● What you will do:
Swap "instance" for "object" in every entry below and write all the lines out again with nothing else changed. Omit the pictures from your answer.

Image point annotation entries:
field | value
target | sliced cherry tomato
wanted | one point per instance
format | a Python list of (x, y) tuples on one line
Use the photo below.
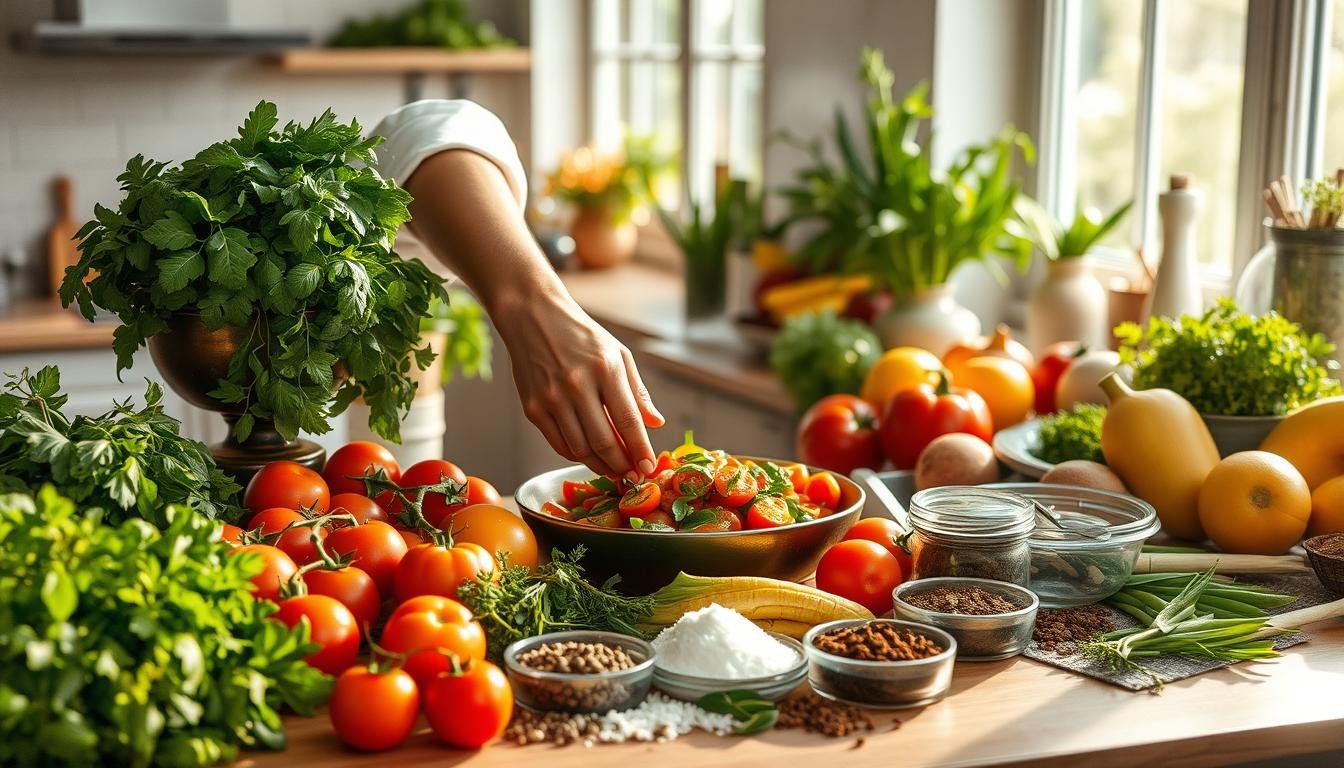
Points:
[(823, 488), (734, 486), (768, 513), (640, 499), (374, 710)]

● Finished answer:
field | value
target | sliced cherry tomato
wanted | one point per object
format | a Python list of (x, y) tuples on one line
Use the photo below.
Points:
[(823, 488), (734, 486), (768, 513), (640, 499), (374, 710)]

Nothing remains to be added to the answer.